[Texto del documento]
★ ★ ★ ★ ★

Si la mascarilla pudiese hablar, lo primero que seguramente le diría al gobierno de Pedro Castillo es lo siguiente: “Su ministro de Salud se fue de boca porque Perú es el país que peor enfrentó la pandemia de la COVID-19, el virus todavía pulula por calles y plazas y es un riesgo latente darme el carácter de opcional en espacios abiertos y cerrados, salvo en el transporte público y los hospitales donde sí soy de uso obligatorio”.

Pero como el barbijo no tiene esa privilegiada facultad y, en completo silencio, se ha dedicado a salvar millones de vidas pese a que muchos lo trataron como al trapeador, nosotros tenemos que levantar la voz por él para advertir que estamos entrando a una cuasi normalidad peligrosa, con el agregado de que muchísimos peruanos no tienen ninguna vacuna y otro tanto continúa en debe con sus respectivas dosis, por A o B respetables motivos.

★ ★ ★ ★ ★

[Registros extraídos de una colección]
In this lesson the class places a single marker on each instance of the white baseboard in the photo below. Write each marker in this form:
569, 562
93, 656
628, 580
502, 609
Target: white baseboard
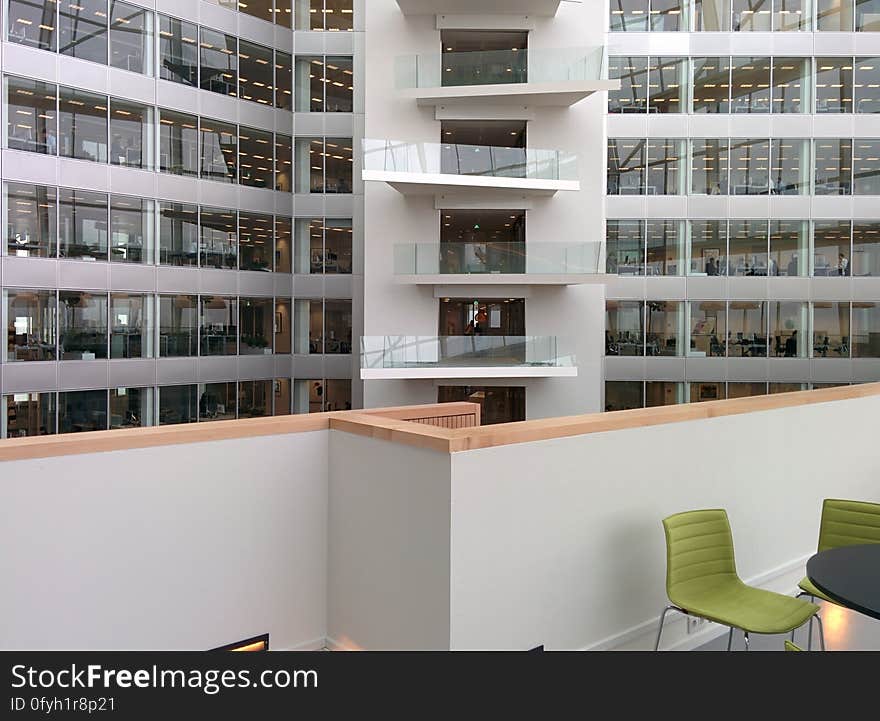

★ ★ ★ ★ ★

[Tareas por realizar]
- A) Actualiza el texto sobre la mascarilla entre "Si la mascarilla" y "B respetables motivos.", ambos incluidos, y sustituye "barbijo" por "tapabocas".
- B) Prolonga el texto sobre la mascarilla a partir de su última oración.
Los registros no hacen falta para nada.

[Respuestas a tareas]
- A)
Si la mascarilla pudiese hablar, lo primero que seguramente le diría al gobierno de Pedro Castillo es lo siguiente: “Su ministro de Salud se fue de boca porque Perú es el país que peor enfrentó la pandemia de la COVID-19, el virus todavía pulula por calles y plazas y es un riesgo latente darme el carácter de opcional en espacios abiertos y cerrados, salvo en el transporte público y los hospitales donde sí soy de uso obligatorio”.

Pero como el tapabocas no tiene esa privilegiada facultad y, en completo silencio, se ha dedicado a salvar millones de vidas pese a que muchos lo trataron como al trapeador, nosotros tenemos que levantar la voz por él para advertir que estamos entrando a una cuasi normalidad peligrosa, con el agregado de que muchísimos peruanos no tienen ninguna vacuna y otro tanto continúa en debe con sus respectivas dosis, por A o B respetables motivos.

- B)
Así las cosas, tras el enrevesado Decreto Supremo 118-2022-PCM, recobra vigencia aquello que tanto profesaba Julio Cotler, que en el Perú “cada quien baila con su propio pañuelo”, es decir, que uno es responsable de su pellejo, en este caso darle la cara al coronavirus con o sin el bendito adminículo que es la mascarilla (que, por lo demás, merece un monumento en todo el mundo).

Es cierto que el “lagarto” Martín Vizcarra fue un remedo de mandatario y que se burló del país vacunándose a escondidas, pero en la precaria gestión del profesor chotano la población le agarró tirria no solo a las inyecciones sino que el sistema de vacunación en general cayó en el descrédito y las mascarillas, por extensión, empezaron a ser vistas como un fastidio. Y así no juega Perú.